Your task is to repeat the records exactly from the line containing "compact form (79,107)." onward, through the final line.

Listed records:
____

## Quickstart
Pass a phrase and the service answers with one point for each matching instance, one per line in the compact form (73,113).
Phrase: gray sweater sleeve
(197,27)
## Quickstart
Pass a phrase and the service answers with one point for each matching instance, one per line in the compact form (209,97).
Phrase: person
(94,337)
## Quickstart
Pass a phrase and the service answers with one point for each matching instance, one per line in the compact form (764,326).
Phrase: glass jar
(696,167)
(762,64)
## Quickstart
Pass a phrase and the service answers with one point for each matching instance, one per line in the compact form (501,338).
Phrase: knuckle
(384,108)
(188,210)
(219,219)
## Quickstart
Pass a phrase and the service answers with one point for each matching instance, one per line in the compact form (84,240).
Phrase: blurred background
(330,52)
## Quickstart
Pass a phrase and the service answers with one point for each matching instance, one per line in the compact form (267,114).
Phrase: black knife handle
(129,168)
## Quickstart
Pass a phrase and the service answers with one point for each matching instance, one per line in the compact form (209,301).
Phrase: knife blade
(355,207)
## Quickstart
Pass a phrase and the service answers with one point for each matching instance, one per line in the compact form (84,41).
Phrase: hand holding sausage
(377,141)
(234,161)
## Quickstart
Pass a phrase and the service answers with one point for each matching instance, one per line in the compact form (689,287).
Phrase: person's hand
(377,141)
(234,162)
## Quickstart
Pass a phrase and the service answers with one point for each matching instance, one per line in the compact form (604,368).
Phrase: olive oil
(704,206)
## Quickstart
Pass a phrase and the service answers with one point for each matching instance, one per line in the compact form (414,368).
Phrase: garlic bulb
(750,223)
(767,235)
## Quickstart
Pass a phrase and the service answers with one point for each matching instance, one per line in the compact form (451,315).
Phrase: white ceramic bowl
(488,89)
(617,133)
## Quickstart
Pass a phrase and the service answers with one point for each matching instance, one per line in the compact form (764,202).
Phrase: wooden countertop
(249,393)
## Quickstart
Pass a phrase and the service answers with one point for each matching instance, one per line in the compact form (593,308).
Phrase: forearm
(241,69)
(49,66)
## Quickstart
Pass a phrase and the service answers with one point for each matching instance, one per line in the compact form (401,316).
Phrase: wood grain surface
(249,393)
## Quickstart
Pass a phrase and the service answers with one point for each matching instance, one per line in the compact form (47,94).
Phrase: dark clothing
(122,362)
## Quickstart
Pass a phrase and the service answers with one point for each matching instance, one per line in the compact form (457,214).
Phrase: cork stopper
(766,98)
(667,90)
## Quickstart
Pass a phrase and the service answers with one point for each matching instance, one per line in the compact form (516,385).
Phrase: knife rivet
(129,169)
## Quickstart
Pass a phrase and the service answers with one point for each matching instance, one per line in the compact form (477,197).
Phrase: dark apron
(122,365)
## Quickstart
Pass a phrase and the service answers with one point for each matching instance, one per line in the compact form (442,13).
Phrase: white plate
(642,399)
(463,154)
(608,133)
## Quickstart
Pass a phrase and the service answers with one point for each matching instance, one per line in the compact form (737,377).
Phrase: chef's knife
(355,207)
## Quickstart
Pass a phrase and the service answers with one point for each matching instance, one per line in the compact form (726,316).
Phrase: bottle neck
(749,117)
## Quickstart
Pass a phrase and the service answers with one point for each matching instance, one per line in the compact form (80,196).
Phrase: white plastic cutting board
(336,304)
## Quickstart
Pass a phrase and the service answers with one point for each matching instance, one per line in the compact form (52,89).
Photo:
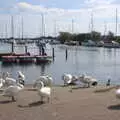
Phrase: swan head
(39,85)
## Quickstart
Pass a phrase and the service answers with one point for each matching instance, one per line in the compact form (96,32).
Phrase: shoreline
(85,104)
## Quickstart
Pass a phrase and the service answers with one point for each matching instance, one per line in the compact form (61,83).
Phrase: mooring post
(26,49)
(12,47)
(66,53)
(53,53)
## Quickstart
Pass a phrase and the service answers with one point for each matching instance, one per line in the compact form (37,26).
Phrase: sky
(75,16)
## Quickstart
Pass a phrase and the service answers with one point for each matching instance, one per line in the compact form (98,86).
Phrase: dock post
(12,47)
(26,49)
(66,53)
(53,53)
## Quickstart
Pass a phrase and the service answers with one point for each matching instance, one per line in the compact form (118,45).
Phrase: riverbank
(83,103)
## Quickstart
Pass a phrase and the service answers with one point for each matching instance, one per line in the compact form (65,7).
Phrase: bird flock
(11,87)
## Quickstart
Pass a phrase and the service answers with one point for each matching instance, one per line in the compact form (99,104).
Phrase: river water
(101,63)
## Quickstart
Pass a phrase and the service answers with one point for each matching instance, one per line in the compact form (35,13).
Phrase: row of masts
(91,26)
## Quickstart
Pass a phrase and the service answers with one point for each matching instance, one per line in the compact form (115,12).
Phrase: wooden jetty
(9,59)
(26,59)
(43,59)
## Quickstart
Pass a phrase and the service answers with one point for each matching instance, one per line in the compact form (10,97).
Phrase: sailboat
(90,43)
(113,44)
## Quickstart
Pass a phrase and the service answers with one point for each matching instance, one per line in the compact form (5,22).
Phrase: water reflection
(101,63)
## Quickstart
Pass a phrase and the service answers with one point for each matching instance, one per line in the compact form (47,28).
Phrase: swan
(87,80)
(7,81)
(68,79)
(12,91)
(46,79)
(43,91)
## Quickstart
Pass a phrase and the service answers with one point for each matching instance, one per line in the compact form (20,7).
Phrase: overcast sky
(58,16)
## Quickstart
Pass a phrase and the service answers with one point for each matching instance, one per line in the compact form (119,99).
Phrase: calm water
(102,63)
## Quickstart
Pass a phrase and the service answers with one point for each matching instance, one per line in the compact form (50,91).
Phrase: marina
(59,61)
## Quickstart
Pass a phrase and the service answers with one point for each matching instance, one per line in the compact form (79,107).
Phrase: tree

____

Answer to this exercise:
Pass a phrase and the service answers with one point for each matching instance, one per line in the compact form (79,107).
Phrase: tree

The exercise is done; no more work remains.